• PASSAGE TO READ:
***

Frequently asked questions

What is a real-time transcription API?

A real-time transcription API converts live speech into text so applications can work with conversations like meetings, calls, or interviews programmatically. This also supports interactive tools like AI agents which need to process and respond to

Why use a transcription API?

A transcription API lets teams focus on building features that rely on transcripts, rather than building and maintaining speech-to-text systems themselves.

What transcription providers does Recall.ai support?

Recall.ai supports multiple transcription providers, including AWS Transcribe, Recall.ai Transcription, Rev, Deepgram, AssemblyAI, Google Speech-to-Text. See the full list of third-party providers in our docs.

How much does it cost to use Recall.ai’s transcription API?

You can use Recall.ai’s built-in transcription engine for $0.15 per recording hour. You can also bring your own API key and pick from one of the many transcription providers we partner with, including AWS Transcribe, Deepgram, and ElevenLabs.

***

• EXERCISE REQUIREMENTS:
a. Please list every transcription provider named in the answer to "What transcription providers does Recall.ai support?" in the FAQ above.
b. According to the FAQ above, what is the price of Recall.ai's built-in transcription engine?

***

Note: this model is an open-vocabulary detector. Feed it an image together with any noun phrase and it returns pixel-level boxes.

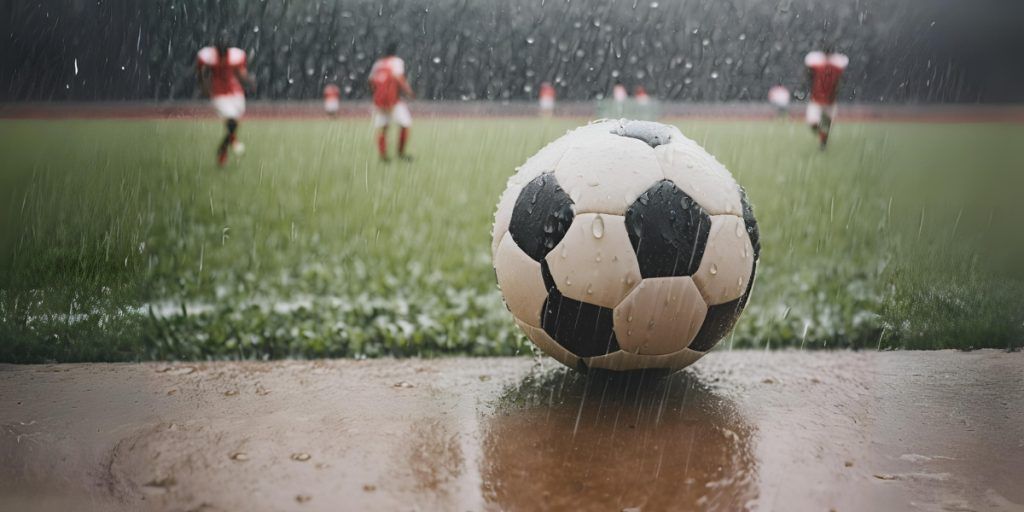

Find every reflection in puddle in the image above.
[480,370,757,510]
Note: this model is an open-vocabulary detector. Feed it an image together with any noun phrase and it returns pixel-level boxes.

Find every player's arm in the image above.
[234,66,256,92]
[196,63,210,97]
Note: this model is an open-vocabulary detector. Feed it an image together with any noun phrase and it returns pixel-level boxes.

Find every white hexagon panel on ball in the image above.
[546,213,640,308]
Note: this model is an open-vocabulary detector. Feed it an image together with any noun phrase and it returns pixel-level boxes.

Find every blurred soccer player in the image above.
[324,84,341,117]
[370,43,413,162]
[196,32,254,166]
[540,82,555,116]
[768,85,791,118]
[804,49,850,150]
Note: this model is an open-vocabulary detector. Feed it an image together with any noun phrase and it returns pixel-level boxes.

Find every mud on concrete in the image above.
[0,350,1024,511]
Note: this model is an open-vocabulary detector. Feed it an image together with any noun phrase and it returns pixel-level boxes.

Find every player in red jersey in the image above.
[370,43,414,162]
[804,49,850,150]
[324,84,341,118]
[196,33,254,166]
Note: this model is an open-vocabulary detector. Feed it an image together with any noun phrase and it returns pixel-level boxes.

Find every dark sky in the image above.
[0,0,1024,102]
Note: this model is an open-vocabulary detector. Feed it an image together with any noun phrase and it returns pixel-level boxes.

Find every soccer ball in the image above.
[492,120,761,371]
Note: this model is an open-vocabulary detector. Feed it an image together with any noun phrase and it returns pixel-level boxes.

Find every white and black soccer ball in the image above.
[492,120,761,371]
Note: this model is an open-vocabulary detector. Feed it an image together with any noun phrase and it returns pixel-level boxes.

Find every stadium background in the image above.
[0,0,1024,103]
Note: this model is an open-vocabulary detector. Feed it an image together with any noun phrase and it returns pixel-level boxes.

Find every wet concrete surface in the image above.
[0,350,1024,511]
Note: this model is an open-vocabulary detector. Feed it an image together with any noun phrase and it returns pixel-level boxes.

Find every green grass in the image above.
[0,119,1024,361]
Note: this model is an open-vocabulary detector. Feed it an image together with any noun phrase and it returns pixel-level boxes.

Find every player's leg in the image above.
[806,101,821,135]
[217,119,239,165]
[394,101,413,160]
[819,103,836,148]
[374,106,391,162]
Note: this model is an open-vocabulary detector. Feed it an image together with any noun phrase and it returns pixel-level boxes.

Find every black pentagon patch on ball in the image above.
[611,121,672,147]
[541,262,618,357]
[509,173,574,261]
[688,259,758,352]
[739,186,761,261]
[626,179,711,278]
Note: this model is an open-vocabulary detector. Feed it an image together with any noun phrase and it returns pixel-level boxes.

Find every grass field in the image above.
[0,119,1024,361]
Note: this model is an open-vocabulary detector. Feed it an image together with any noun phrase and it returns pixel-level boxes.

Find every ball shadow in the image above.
[481,369,757,510]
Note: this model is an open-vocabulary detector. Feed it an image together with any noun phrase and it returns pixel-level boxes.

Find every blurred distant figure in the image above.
[196,32,254,167]
[633,85,650,106]
[804,49,850,150]
[324,84,341,118]
[540,82,555,116]
[370,43,414,162]
[768,85,791,118]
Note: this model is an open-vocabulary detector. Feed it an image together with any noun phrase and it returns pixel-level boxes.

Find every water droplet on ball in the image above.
[590,215,604,239]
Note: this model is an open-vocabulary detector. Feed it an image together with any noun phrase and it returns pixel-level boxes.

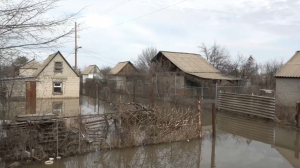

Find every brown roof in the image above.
[152,51,239,80]
[81,65,98,75]
[108,61,135,75]
[33,51,79,77]
[275,51,300,78]
[20,59,42,69]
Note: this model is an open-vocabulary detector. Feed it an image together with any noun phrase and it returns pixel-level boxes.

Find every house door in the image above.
[26,81,36,114]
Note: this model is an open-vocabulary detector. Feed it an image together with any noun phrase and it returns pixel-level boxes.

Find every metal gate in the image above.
[218,92,275,119]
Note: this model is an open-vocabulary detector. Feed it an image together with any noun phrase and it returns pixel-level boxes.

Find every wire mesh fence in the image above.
[0,101,199,161]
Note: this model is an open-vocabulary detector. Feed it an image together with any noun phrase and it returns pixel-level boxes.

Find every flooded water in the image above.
[2,97,300,168]
[8,114,300,168]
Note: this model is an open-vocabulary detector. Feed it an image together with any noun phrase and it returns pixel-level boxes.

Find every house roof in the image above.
[108,61,135,75]
[275,51,300,78]
[152,51,238,80]
[81,65,99,75]
[20,59,41,69]
[33,51,79,77]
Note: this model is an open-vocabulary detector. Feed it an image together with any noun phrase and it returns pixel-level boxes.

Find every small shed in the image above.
[151,51,240,88]
[108,61,138,89]
[275,51,300,107]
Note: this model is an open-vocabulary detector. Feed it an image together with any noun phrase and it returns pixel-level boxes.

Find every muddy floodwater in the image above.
[1,97,300,168]
[15,115,300,168]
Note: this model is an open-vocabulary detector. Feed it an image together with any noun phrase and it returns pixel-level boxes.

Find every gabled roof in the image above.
[151,51,239,80]
[81,65,99,75]
[33,51,79,77]
[108,61,137,75]
[20,59,41,69]
[275,51,300,78]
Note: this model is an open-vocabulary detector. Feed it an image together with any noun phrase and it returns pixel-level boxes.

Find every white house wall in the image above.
[36,55,80,98]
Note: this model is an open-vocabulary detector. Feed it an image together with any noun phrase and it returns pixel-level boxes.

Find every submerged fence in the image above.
[0,103,199,161]
[218,92,275,119]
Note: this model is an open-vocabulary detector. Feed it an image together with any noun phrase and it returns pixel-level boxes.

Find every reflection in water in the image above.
[2,97,300,168]
[21,124,299,168]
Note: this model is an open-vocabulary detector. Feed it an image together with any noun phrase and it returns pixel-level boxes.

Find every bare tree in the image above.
[100,66,111,79]
[261,59,283,89]
[135,47,158,73]
[0,0,76,65]
[199,42,230,72]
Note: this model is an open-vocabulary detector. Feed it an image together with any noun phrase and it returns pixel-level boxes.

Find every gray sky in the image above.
[41,0,300,68]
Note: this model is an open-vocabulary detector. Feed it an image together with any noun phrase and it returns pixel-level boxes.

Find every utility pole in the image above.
[75,22,78,72]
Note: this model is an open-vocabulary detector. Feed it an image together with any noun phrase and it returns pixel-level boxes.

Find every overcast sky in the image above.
[41,0,300,68]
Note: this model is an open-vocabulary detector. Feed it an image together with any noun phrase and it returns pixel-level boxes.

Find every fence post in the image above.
[295,131,300,159]
[211,103,216,138]
[152,78,155,108]
[198,96,202,138]
[132,82,136,102]
[78,106,81,154]
[174,74,176,95]
[215,81,218,106]
[295,103,300,128]
[210,137,216,168]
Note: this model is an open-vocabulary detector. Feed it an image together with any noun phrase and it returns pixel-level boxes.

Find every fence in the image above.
[0,100,199,161]
[218,92,275,119]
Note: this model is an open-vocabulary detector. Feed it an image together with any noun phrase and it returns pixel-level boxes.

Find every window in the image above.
[52,102,63,114]
[53,82,62,94]
[54,62,62,73]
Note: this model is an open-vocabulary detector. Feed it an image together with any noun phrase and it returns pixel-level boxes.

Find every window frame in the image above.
[52,81,64,95]
[52,101,64,114]
[54,61,63,73]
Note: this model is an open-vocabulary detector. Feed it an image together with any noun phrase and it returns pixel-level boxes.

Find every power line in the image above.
[82,50,115,65]
[85,0,187,34]
[65,51,74,59]
[100,0,130,16]
[83,49,119,62]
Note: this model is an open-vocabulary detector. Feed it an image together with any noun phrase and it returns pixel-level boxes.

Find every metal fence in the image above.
[218,92,275,119]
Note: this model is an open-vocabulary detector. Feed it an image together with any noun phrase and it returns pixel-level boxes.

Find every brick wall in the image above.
[36,52,80,98]
[19,68,37,76]
[276,78,300,107]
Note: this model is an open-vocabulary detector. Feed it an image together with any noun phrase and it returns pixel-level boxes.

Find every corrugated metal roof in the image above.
[81,65,96,75]
[108,61,135,75]
[154,51,239,80]
[275,51,300,78]
[161,51,220,73]
[188,73,239,80]
[20,59,42,69]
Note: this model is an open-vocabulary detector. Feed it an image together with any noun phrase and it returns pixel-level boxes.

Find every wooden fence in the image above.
[218,92,275,119]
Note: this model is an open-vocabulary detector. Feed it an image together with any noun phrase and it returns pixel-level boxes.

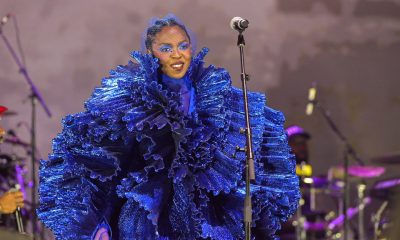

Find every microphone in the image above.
[229,17,249,32]
[0,13,12,27]
[306,82,317,116]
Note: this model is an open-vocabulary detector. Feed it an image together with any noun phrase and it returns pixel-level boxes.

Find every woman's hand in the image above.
[0,191,24,214]
[93,227,110,240]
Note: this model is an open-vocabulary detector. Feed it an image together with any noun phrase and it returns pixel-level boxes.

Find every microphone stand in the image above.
[236,30,255,240]
[0,21,51,238]
[310,100,365,240]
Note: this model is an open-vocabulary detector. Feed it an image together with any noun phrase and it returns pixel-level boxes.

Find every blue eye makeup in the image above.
[159,44,172,52]
[179,42,190,50]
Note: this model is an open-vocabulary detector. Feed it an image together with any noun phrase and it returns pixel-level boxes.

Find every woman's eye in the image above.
[179,43,189,50]
[160,46,172,52]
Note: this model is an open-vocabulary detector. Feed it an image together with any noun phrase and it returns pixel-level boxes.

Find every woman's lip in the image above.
[170,62,185,71]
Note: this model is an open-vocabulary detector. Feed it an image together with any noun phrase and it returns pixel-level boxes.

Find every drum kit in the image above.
[281,153,400,240]
[0,106,33,239]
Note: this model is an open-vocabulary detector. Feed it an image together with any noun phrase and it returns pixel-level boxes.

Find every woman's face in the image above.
[151,26,192,79]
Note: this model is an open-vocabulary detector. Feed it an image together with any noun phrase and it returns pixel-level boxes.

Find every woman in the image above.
[38,15,299,240]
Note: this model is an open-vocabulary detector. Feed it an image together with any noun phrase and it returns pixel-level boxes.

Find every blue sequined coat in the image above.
[37,49,299,240]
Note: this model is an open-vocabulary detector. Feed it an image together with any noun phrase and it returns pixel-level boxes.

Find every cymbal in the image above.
[329,165,385,179]
[371,152,400,164]
[348,165,385,178]
[371,177,400,200]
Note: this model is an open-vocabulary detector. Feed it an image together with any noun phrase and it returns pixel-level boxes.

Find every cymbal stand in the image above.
[0,17,51,238]
[293,198,307,240]
[372,200,389,240]
[237,30,255,240]
[311,100,365,240]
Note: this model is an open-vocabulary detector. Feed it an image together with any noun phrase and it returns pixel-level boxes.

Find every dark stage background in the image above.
[0,0,400,238]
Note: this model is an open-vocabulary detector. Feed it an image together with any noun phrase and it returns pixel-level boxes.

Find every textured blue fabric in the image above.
[37,49,300,240]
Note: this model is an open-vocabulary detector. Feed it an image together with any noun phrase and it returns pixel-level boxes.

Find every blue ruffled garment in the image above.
[37,49,300,240]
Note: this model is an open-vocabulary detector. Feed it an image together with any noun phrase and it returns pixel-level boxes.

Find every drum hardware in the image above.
[328,197,371,232]
[371,201,389,240]
[371,152,400,165]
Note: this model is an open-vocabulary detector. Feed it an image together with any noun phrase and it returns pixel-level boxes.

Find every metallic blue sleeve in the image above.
[37,52,158,239]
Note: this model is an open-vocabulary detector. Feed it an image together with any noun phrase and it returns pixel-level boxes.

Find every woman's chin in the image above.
[166,72,186,79]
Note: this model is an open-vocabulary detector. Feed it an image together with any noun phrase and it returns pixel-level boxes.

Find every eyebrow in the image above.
[154,40,190,46]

***

• EXPECTED OUTPUTS:
a. AWS Transcribe, Recall.ai Transcription, Rev, Deepgram, AssemblyAI, Google Speech-to-Text

b. $0.15 per recording hour